**Your assignment:**
Please carry the Holden Commodore article further, picking up right after its final sentence.

**Excerpt to read:**
The Commodore has evolved with its market since its launch 30 years ago, which is why it will stay on family shopping lists, writes PAUL GOVER
FUEL crises, an economic slump and drastic downsizing across the car world. Does that sound familiar? It should — and not just because it is what we are living through in the second half of this year.
Those are the conditions that led to the creation of the first Holden Commodore in the 1970s.
The arrival of the VB Commodore in 1978 signalled a big change in direction for Holden, when the hulking Kingswood was ditched in favour of a new-age ‘‘compact’’ family car based on a European design.
The Commodore looked different from anything previously pitched at Australian families, but it was the right car for the time. And a 1-2-3 steamroller of the make-or-break Repco Reliability Trial in 1979 removed any potential doubts about the car’s ability to cope with the worst conditions in this wide, brown land.

**Raw data:**
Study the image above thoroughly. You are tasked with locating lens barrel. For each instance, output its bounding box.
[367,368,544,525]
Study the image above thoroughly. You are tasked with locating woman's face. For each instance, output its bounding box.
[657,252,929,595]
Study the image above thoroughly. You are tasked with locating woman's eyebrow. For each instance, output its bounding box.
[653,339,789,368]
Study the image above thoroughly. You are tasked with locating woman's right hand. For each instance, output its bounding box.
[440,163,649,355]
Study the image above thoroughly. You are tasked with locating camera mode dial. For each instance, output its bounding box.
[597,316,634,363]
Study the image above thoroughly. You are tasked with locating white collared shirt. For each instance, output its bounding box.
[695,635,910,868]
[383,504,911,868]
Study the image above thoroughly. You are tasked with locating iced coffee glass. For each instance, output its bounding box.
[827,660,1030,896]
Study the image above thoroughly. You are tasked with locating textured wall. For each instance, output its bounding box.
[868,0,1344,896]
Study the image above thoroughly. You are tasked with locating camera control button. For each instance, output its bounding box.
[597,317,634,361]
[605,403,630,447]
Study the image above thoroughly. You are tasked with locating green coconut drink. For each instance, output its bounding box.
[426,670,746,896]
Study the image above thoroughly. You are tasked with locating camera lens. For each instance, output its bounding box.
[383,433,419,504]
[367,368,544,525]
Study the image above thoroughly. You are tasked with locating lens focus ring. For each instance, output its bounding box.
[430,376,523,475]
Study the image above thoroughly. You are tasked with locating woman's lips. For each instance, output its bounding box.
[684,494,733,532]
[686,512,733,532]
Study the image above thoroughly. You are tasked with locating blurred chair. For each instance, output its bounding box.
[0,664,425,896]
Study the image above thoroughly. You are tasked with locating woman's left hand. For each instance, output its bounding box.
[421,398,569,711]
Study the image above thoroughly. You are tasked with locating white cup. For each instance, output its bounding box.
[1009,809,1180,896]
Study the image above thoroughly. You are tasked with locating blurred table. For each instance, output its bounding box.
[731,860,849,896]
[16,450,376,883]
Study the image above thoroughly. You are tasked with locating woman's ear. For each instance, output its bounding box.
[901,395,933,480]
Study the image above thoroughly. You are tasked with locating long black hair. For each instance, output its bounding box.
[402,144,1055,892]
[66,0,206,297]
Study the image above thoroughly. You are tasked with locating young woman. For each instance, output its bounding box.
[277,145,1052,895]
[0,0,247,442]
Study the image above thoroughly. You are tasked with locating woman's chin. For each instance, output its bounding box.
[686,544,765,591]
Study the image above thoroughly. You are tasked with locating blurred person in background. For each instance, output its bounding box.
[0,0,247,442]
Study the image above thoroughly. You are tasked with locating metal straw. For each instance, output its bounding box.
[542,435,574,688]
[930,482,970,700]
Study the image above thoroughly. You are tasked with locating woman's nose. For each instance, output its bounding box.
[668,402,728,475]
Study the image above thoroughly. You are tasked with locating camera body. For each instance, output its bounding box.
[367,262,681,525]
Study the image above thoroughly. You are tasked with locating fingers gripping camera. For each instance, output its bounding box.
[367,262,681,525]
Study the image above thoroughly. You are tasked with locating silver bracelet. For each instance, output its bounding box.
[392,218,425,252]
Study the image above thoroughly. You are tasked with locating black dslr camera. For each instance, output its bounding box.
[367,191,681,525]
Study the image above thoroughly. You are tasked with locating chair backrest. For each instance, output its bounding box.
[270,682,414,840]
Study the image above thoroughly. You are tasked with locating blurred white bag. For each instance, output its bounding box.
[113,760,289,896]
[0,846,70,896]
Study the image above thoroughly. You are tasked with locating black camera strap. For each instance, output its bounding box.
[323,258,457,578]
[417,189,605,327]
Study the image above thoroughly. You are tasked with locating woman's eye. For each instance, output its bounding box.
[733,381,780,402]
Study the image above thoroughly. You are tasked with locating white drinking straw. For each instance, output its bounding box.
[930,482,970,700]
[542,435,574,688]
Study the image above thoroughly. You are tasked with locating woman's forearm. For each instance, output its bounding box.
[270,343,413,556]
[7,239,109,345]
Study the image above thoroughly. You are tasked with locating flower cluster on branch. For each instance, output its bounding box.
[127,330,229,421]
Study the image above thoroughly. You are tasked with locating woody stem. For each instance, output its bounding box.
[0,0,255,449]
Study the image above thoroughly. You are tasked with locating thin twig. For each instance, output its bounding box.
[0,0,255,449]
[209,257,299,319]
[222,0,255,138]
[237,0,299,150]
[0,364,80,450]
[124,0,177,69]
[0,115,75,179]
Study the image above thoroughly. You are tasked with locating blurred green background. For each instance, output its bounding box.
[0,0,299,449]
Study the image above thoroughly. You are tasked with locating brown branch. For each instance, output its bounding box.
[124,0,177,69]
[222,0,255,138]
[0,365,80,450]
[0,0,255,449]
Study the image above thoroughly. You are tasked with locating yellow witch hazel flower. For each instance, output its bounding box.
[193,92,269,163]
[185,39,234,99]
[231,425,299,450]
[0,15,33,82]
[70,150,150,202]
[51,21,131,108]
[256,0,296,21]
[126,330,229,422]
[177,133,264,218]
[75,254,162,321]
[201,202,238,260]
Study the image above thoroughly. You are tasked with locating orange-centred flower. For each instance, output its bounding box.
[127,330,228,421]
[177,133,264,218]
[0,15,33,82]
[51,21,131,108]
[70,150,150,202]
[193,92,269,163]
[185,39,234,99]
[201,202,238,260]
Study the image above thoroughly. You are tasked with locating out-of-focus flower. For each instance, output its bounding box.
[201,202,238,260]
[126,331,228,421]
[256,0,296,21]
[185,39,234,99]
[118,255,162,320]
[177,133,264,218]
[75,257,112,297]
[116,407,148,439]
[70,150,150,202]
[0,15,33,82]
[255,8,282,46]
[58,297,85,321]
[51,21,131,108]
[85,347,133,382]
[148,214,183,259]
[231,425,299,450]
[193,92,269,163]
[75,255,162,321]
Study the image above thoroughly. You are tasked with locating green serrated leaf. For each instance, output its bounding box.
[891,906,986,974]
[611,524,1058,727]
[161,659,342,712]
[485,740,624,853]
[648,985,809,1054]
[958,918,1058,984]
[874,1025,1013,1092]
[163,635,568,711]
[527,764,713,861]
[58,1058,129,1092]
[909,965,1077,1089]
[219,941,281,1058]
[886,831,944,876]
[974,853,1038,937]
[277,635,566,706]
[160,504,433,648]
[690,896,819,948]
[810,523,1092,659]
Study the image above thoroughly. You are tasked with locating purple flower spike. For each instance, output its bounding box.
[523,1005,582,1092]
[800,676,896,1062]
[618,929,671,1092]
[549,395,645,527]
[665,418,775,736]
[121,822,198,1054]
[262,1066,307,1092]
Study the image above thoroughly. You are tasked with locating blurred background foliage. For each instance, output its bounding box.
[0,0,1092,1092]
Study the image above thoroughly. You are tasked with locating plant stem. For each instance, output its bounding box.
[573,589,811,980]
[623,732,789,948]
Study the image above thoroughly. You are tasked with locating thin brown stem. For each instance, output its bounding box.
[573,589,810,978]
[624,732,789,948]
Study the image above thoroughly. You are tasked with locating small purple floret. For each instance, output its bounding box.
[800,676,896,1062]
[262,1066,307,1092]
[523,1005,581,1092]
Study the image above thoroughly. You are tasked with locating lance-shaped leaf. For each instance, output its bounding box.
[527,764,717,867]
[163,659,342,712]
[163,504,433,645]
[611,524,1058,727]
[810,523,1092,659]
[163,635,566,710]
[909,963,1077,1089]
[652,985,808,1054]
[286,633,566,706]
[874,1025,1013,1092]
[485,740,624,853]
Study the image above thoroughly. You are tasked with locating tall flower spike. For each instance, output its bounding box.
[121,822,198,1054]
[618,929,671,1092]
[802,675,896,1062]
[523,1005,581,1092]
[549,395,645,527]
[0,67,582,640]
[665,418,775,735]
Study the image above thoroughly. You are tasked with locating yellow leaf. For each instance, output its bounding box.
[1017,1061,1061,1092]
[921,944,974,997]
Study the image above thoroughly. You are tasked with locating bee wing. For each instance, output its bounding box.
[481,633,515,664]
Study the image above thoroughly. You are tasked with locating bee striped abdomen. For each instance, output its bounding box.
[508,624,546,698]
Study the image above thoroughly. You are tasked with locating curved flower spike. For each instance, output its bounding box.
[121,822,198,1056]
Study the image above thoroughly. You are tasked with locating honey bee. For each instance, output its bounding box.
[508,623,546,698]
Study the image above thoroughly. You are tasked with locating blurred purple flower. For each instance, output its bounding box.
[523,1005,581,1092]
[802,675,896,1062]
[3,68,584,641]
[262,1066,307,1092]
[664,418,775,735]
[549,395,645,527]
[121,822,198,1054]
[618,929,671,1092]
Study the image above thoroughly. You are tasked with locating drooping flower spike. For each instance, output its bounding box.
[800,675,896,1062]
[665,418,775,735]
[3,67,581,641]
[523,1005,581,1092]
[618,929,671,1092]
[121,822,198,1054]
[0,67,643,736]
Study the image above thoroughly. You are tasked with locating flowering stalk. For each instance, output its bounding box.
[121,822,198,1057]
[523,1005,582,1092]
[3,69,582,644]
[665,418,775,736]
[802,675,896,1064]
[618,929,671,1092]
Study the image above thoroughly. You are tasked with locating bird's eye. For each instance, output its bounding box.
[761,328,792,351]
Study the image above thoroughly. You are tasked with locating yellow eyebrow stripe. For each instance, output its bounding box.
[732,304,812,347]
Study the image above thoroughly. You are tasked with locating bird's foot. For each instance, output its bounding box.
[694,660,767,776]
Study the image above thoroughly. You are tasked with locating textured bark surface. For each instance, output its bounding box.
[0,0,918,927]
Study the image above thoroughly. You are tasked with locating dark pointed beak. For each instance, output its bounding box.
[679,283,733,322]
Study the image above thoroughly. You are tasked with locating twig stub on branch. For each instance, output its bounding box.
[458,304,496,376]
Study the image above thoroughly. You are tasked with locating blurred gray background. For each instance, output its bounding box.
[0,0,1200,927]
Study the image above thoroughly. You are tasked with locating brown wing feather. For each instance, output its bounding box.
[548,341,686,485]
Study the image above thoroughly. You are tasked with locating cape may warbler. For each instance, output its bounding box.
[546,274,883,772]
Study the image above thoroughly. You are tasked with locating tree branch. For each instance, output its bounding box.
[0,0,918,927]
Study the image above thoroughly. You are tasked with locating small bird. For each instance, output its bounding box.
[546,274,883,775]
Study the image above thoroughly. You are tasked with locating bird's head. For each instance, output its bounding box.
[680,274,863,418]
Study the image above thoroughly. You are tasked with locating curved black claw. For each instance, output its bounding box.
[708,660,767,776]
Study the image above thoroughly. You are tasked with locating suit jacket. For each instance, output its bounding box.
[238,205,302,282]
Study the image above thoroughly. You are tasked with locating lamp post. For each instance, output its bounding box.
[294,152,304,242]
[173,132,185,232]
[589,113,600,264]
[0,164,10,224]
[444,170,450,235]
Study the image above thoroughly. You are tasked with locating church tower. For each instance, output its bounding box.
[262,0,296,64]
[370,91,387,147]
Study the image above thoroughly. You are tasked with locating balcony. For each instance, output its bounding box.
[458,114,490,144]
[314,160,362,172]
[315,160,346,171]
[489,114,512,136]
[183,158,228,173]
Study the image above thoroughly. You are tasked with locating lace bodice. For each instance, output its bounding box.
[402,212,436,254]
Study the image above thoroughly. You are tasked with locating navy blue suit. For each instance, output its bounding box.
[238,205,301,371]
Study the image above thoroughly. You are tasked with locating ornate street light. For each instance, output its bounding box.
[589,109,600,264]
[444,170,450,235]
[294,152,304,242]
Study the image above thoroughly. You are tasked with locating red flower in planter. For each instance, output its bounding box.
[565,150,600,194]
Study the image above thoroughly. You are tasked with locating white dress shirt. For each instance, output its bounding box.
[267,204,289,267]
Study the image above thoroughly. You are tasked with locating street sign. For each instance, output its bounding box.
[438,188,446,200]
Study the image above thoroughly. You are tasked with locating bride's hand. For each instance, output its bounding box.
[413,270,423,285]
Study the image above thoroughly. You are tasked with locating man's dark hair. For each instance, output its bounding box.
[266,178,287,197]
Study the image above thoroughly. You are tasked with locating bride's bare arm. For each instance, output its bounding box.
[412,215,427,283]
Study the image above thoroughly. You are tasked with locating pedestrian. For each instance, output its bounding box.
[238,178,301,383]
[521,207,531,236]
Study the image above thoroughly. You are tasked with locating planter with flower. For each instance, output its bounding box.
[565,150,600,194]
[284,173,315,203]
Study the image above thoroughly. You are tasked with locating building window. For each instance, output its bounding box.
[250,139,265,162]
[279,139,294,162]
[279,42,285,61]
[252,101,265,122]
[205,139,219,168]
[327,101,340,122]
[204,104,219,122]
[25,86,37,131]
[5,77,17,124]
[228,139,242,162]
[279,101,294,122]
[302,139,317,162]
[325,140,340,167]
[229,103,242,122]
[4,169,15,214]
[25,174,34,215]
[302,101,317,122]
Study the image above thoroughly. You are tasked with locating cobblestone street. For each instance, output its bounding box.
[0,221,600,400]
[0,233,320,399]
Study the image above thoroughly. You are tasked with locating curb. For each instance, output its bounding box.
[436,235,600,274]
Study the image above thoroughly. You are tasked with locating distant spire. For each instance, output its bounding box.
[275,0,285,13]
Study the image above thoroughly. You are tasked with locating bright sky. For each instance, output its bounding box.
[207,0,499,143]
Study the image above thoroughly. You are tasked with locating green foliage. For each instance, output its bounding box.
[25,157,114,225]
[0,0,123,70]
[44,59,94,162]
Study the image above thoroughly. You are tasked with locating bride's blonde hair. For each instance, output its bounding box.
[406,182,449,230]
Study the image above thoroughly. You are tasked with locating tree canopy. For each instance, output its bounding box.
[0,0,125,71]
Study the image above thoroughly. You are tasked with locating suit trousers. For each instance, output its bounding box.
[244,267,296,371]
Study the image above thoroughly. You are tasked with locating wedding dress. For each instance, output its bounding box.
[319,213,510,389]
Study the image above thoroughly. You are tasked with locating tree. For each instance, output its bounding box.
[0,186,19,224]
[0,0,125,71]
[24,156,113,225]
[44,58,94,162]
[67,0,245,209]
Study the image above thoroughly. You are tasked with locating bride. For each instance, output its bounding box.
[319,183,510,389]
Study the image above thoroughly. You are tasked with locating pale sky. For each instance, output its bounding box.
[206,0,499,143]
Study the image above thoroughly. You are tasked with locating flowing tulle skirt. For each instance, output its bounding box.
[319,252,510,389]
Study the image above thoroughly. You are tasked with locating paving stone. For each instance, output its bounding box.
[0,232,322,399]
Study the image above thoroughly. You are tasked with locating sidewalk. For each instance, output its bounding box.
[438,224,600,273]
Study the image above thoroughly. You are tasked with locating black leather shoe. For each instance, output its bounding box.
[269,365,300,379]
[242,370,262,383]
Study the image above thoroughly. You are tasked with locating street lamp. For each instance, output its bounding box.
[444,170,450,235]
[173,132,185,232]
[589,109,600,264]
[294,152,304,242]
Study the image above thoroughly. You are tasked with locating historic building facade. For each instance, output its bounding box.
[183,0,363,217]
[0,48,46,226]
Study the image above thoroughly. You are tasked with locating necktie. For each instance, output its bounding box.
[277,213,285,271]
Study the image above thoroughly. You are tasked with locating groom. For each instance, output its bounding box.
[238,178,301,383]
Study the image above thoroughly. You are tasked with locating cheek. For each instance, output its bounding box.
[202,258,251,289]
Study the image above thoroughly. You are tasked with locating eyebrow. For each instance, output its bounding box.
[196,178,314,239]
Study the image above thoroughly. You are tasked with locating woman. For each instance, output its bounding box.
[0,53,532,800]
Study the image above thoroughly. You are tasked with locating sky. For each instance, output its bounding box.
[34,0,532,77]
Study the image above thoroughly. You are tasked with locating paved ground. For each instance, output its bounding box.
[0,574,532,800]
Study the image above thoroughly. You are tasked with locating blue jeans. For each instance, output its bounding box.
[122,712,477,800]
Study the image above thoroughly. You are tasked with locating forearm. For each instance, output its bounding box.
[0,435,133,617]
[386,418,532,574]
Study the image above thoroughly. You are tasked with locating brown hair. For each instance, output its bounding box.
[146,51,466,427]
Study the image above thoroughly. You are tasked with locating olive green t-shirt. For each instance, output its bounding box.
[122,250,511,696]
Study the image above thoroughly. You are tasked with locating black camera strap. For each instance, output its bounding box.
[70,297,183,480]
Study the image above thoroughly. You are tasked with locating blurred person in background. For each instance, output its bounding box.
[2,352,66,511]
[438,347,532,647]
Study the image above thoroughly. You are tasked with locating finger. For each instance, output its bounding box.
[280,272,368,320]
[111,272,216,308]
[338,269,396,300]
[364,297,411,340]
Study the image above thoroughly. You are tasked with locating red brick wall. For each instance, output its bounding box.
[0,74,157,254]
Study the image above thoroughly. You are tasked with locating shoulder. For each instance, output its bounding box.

**Result below:**
Even though Ford hit back hard with an XD Falcon that became a bestseller, the Commodore was an instant showroom hit and the Holden star has been doing the job ever since.
Sales have slipped in the past 18 months as the price of petrol punches holes in many Australian wallets, but the Commodore has still had a 12-year run as the country’s best-selling car, despite the best efforts of Ford with the Falcon and, more recently, Toyota with Corolla.
It is impossible to underestimate the importance of the Commodore.
For a start, more than 2.5 million have been built. ND the Commodore has become an export success with big sales to the US as the Pontiac G8, as well as a motorsport spearhead. It has given Holden followers bragging rights with 18 Bathurst 1000 wins and nine victories in the Australian Touring Car Championship.
But all that was way in the future when the first VB Commodore rolled off the production line at Pagewood in Sydney — a factory long since closed and turned into housing— on October 25, 1978.
The starting price for an SL Commodore was $6513. Today a VE Commodore Omega costs $36,790.
‘‘I think for years Holden has been known as the Commodore car company. It’s still our most significant model,’’ says Tony Stolfo, who has clear memories of the original VB but is better known as the head of Holden Design at the time of the VE.
‘‘It’s the thoroughbred of the cars we sell, the backbone of our business.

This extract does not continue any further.